• Work instruction
Give back the whole listing word for word and skip each picture.
*** Material for the task Section Begins ***
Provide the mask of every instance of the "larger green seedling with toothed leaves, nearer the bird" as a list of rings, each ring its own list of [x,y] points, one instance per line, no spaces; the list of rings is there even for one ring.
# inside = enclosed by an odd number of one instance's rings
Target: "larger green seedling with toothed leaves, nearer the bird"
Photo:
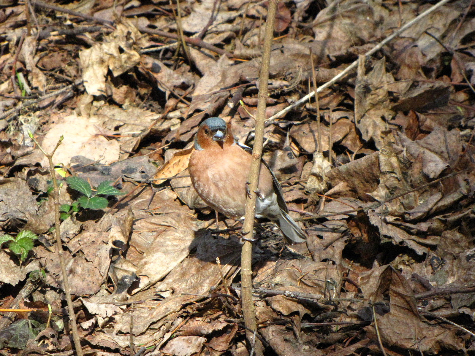
[[[81,197],[77,198],[74,203],[71,205],[63,204],[59,207],[59,210],[62,211],[60,217],[65,220],[71,214],[78,212],[80,208],[83,209],[104,209],[107,207],[109,201],[104,197],[99,196],[109,196],[109,195],[121,195],[122,193],[112,187],[111,181],[101,182],[93,194],[91,185],[79,177],[68,177],[66,182],[71,189],[77,190],[79,193],[83,194]]]

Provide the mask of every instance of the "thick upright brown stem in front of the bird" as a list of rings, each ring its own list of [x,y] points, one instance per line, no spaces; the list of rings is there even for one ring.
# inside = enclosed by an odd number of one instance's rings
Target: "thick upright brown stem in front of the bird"
[[[259,181],[259,171],[261,166],[262,143],[264,141],[264,122],[266,120],[266,98],[267,82],[269,79],[270,49],[272,36],[274,34],[274,23],[276,19],[277,1],[270,0],[267,10],[266,30],[264,35],[264,47],[262,51],[261,73],[259,75],[259,94],[257,94],[257,115],[256,115],[256,135],[254,138],[254,148],[252,150],[251,170],[249,172],[250,197],[246,199],[246,214],[243,230],[247,231],[241,253],[241,303],[246,326],[246,337],[250,346],[257,356],[262,355],[262,344],[256,337],[256,316],[254,303],[252,301],[252,231],[254,227],[254,214],[256,210],[256,199]],[[247,241],[246,241],[247,240]],[[252,356],[252,355],[251,355]]]

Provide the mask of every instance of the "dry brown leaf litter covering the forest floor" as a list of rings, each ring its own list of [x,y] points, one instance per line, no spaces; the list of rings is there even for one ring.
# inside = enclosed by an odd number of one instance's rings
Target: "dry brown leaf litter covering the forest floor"
[[[240,223],[215,221],[187,166],[206,117],[253,144],[266,2],[50,5],[0,9],[0,306],[35,306],[1,312],[2,355],[72,347],[49,164],[28,131],[47,151],[64,136],[61,239],[84,352],[249,355]],[[430,6],[279,3],[267,118],[358,65],[265,131],[308,235],[286,246],[257,227],[268,355],[475,352],[475,7],[447,3],[364,56]],[[103,205],[73,208],[96,194]],[[22,234],[38,238],[18,249]]]

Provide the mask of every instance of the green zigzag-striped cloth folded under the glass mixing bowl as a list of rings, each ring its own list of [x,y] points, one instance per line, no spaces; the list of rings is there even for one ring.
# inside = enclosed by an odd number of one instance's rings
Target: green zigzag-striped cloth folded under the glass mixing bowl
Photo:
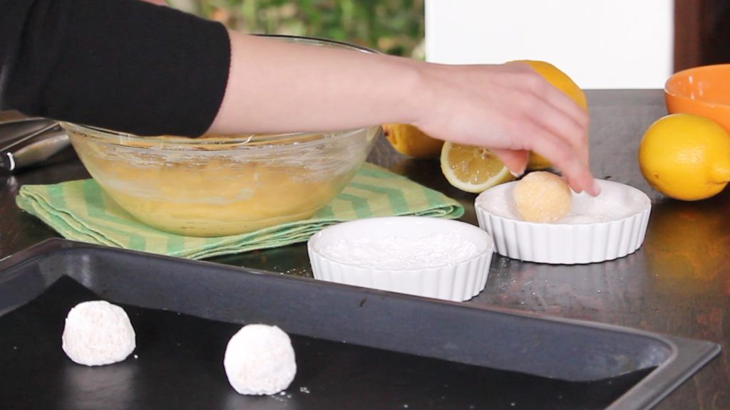
[[[370,163],[358,171],[337,198],[308,220],[215,238],[180,236],[150,228],[115,204],[93,179],[23,185],[15,199],[21,209],[66,239],[191,259],[303,242],[327,225],[364,217],[458,218],[464,214],[461,204],[442,193]]]

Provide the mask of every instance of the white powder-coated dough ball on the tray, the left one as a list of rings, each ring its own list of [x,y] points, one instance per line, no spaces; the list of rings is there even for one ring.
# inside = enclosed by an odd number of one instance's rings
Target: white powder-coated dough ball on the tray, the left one
[[[63,348],[71,360],[82,365],[108,365],[127,358],[136,347],[124,309],[107,301],[83,302],[66,317]]]

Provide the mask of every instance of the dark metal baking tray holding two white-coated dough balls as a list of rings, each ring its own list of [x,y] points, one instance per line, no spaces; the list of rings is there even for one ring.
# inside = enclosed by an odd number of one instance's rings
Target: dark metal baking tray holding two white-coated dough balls
[[[137,358],[64,356],[68,309],[95,298],[131,312]],[[281,395],[226,382],[251,322],[293,335]],[[0,351],[2,409],[645,409],[719,347],[53,239],[0,261]]]

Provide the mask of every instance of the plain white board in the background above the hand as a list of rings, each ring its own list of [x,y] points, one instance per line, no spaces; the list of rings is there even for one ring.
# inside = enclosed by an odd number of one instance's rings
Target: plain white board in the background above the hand
[[[555,64],[581,88],[663,88],[672,0],[426,0],[426,60]]]

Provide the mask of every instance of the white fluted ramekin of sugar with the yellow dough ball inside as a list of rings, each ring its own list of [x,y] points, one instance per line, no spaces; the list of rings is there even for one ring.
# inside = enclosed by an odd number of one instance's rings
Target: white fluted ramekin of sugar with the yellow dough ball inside
[[[492,237],[499,255],[538,263],[595,263],[623,258],[644,241],[651,201],[634,187],[599,180],[601,194],[573,193],[571,212],[563,220],[531,223],[515,211],[516,183],[485,190],[475,201],[480,228]]]

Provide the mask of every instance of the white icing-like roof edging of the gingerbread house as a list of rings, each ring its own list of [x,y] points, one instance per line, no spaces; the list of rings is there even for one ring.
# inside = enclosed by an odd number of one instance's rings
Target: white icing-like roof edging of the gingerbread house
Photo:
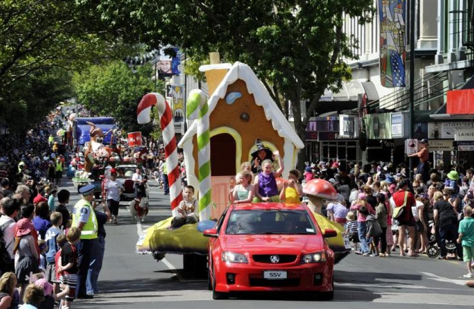
[[[298,134],[296,134],[294,128],[290,125],[288,120],[286,120],[281,110],[268,94],[265,86],[263,86],[255,73],[253,73],[252,69],[244,63],[237,61],[229,69],[224,79],[208,100],[209,112],[212,113],[219,100],[226,97],[227,87],[239,79],[245,82],[247,92],[253,95],[255,104],[263,107],[266,119],[271,121],[273,129],[278,133],[278,135],[290,140],[296,148],[302,149],[304,144]],[[185,140],[197,133],[197,125],[198,123],[196,121],[193,122],[181,139],[178,145],[179,147],[182,147]]]

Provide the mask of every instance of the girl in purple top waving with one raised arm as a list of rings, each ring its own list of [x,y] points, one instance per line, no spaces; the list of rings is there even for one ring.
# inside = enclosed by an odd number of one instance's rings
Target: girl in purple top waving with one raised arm
[[[262,172],[255,176],[253,182],[255,186],[255,199],[253,199],[253,202],[280,202],[276,178],[281,175],[284,166],[278,150],[273,151],[273,155],[278,159],[278,170],[273,172],[271,160],[263,160],[261,164]]]

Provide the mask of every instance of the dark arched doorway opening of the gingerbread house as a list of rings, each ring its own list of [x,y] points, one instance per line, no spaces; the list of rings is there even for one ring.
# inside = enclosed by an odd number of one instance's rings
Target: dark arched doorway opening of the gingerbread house
[[[211,137],[211,175],[236,175],[236,141],[231,134]]]

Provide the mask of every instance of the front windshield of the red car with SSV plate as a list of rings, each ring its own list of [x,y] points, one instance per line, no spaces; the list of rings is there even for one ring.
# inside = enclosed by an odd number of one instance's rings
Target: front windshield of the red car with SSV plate
[[[316,234],[316,228],[304,210],[234,210],[226,234]]]

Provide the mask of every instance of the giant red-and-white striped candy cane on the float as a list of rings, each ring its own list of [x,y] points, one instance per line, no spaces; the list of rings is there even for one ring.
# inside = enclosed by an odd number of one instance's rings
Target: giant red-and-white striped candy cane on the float
[[[173,121],[173,112],[170,105],[162,95],[149,93],[143,96],[137,107],[137,121],[139,124],[148,123],[150,119],[151,107],[155,105],[158,108],[160,116],[160,126],[165,144],[165,160],[168,170],[168,183],[170,185],[170,200],[173,216],[177,213],[175,208],[183,200],[181,189],[180,170],[178,167],[178,151],[176,147],[175,125]]]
*** Material for the task Section Ends ***
• Your response
Provide the mask of every instance of the "larger green seedling with toothed leaves, nearer the bird" as a list of rings, each ring its own list of [x,y] points, one instance per line, no spaces; the list of rings is there even for one ring.
# inside = enclosed by an odd number of one instance's rings
Target: "larger green seedling with toothed leaves, nearer the bird"
Photo:
[[[81,197],[77,198],[74,203],[71,205],[63,204],[59,207],[59,210],[62,211],[60,217],[65,220],[71,214],[78,212],[80,208],[83,209],[104,209],[107,207],[109,201],[104,197],[99,196],[109,196],[109,195],[121,195],[122,193],[112,187],[111,181],[101,182],[93,194],[91,185],[79,177],[68,177],[66,182],[71,189],[77,190],[79,193],[83,194]]]

Provide the mask of every instance of the "thick upright brown stem in front of the bird" as a list of rings, each ring its own list of [x,y] points, one instance per line, no spaces; the list of rings is there even for one ring.
# inside = enclosed by an odd number of one instance's rings
Target: "thick upright brown stem in front of the bird"
[[[259,181],[259,171],[261,166],[262,143],[264,141],[264,122],[266,120],[266,98],[267,82],[269,79],[270,49],[272,36],[274,34],[274,23],[276,19],[277,1],[270,0],[267,10],[266,30],[264,35],[264,47],[262,51],[261,73],[259,75],[259,94],[257,94],[257,115],[256,115],[256,135],[254,138],[254,148],[252,150],[251,170],[249,172],[250,197],[246,199],[246,214],[243,230],[247,231],[241,253],[241,303],[246,326],[246,337],[250,346],[257,356],[262,355],[262,344],[256,337],[256,316],[254,303],[252,301],[252,231],[254,227],[254,214],[256,210],[256,199]],[[247,241],[246,241],[247,240]],[[252,356],[252,355],[251,355]]]

Provide the mask of every instance of the "dry brown leaf litter covering the forest floor" as a list of rings, each ring its own list of [x,y] points, one instance per line, no spaces; the list of rings is there even for one ring.
# inside = enclosed by an odd number of one instance's rings
Target: "dry brown leaf litter covering the forest floor"
[[[240,223],[215,221],[187,166],[206,117],[253,144],[266,2],[50,5],[0,9],[0,306],[35,306],[1,312],[2,355],[72,347],[49,164],[28,131],[47,151],[64,136],[61,239],[84,352],[249,355]],[[430,6],[279,3],[267,118],[358,65],[265,131],[308,235],[286,246],[257,227],[268,355],[475,352],[475,7],[447,3],[364,56]],[[103,205],[73,208],[96,194]],[[22,234],[38,238],[18,249]]]

Provide the mask of every instance of the green zigzag-striped cloth folded under the glass mixing bowl as a list of rings, each ring its own list of [x,y] points, one instance per line, no spaces; the list of rings is there even for one ring.
# inside = enclosed by an odd number of one instance's rings
Target: green zigzag-striped cloth folded under the glass mixing bowl
Photo:
[[[370,163],[358,171],[337,198],[308,220],[215,238],[180,236],[150,228],[115,204],[93,179],[23,185],[15,199],[21,209],[66,239],[191,259],[303,242],[327,225],[364,217],[458,218],[464,214],[461,204],[442,193]]]

Provide the mask of every instance of the white powder-coated dough ball on the tray, the left one as a list of rings, each ring its own list of [x,y] points, one instance per line, no spaces; the list of rings is there even for one ring.
# inside = enclosed by an odd number of one instance's rings
Target: white powder-coated dough ball on the tray, the left one
[[[63,348],[71,360],[82,365],[108,365],[127,358],[136,347],[124,309],[107,301],[83,302],[66,317]]]

Provide the mask of every instance of the dark metal baking tray holding two white-coated dough balls as a list of rings, each ring its own list of [x,y] points, one instance per line, no spaces; the list of rings is there even for one ring.
# inside = enclosed by an odd number of one instance's rings
Target: dark metal baking tray holding two white-coated dough balls
[[[137,358],[64,356],[68,309],[95,298],[131,312]],[[281,395],[226,382],[251,322],[293,335]],[[0,351],[2,409],[645,409],[719,347],[53,239],[0,261]]]

Provide the mask of every instance of the plain white board in the background above the hand as a list of rings, each ring its own list of [x,y] points, one instance per line, no spaces; the list of rings is there even for one ring.
# inside = enclosed by an odd number of one instance's rings
Target: plain white board in the background above the hand
[[[555,64],[581,88],[663,88],[672,0],[426,0],[426,60]]]

Provide the mask of every instance of the white fluted ramekin of sugar with the yellow dough ball inside as a list of rings, each ring its own list of [x,y] points, one instance per line, no spaces; the list of rings is there even for one ring.
# inside = enclosed by an odd number of one instance's rings
Target: white fluted ramekin of sugar with the yellow dough ball inside
[[[492,237],[499,255],[538,263],[595,263],[623,258],[644,241],[651,201],[634,187],[599,180],[601,194],[573,193],[571,212],[563,220],[531,223],[515,211],[516,183],[485,190],[475,201],[480,228]]]

Provide the mask of every instance of the white icing-like roof edging of the gingerbread house as a list of rings, each ring its own list of [x,y] points, one instance per line, no spaces; the list of rings is there even for one ring.
# inside = enclosed by an odd number of one instance's rings
Target: white icing-like roof edging of the gingerbread house
Photo:
[[[298,134],[296,134],[294,128],[290,125],[288,120],[286,120],[281,110],[268,94],[265,86],[263,86],[255,73],[253,73],[252,69],[244,63],[237,61],[229,69],[224,79],[208,100],[209,112],[212,113],[219,100],[226,97],[227,87],[239,79],[245,82],[247,92],[253,95],[255,104],[263,107],[266,119],[271,121],[273,129],[278,133],[278,135],[290,140],[296,148],[302,149],[304,144]],[[185,140],[197,133],[197,125],[198,123],[196,121],[193,122],[181,139],[178,145],[179,147],[182,147]]]

Provide the mask of every instance of the girl in purple top waving with one raised arm as a list of rings, each ring its own list of [x,y] points, one instance per line, no spaces; the list of rings is there even for one ring.
# inside = enclosed by an odd number of one instance's rings
Target: girl in purple top waving with one raised arm
[[[262,172],[255,176],[253,182],[255,186],[255,199],[253,199],[253,202],[280,202],[276,178],[281,175],[284,166],[278,150],[273,151],[273,155],[278,159],[278,170],[273,172],[271,160],[263,160],[261,164]]]

Provide the mask of every instance of the dark arched doorway opening of the gingerbread house as a list of rings, each ring its own list of [x,y] points, one instance per line, no spaces; the list of rings is there even for one ring.
# inside = enclosed by an odd number of one instance's rings
Target: dark arched doorway opening of the gingerbread house
[[[211,137],[211,175],[236,175],[236,141],[231,134]]]

Provide the mask of every instance of the front windshield of the red car with SSV plate as a list of rings, each ring its own list of [x,y] points, one instance per line, no spaces; the list of rings is there even for one ring.
# inside = enclosed by an odd number of one instance's rings
Target: front windshield of the red car with SSV plate
[[[316,234],[316,228],[304,210],[234,210],[226,234]]]

Provide the mask of every instance of the giant red-and-white striped candy cane on the float as a list of rings, each ring its own list of [x,y] points, one instance per line, no spaces; the list of rings is there even for one ring.
# inside = enclosed by an odd number of one instance's rings
Target: giant red-and-white striped candy cane on the float
[[[173,121],[173,112],[170,105],[162,95],[149,93],[143,96],[137,107],[137,121],[139,124],[148,123],[150,119],[151,107],[155,105],[158,108],[160,116],[160,126],[165,144],[165,160],[168,170],[168,183],[170,185],[170,200],[173,216],[177,213],[175,208],[183,200],[181,189],[180,170],[178,167],[178,151],[176,147],[175,125]]]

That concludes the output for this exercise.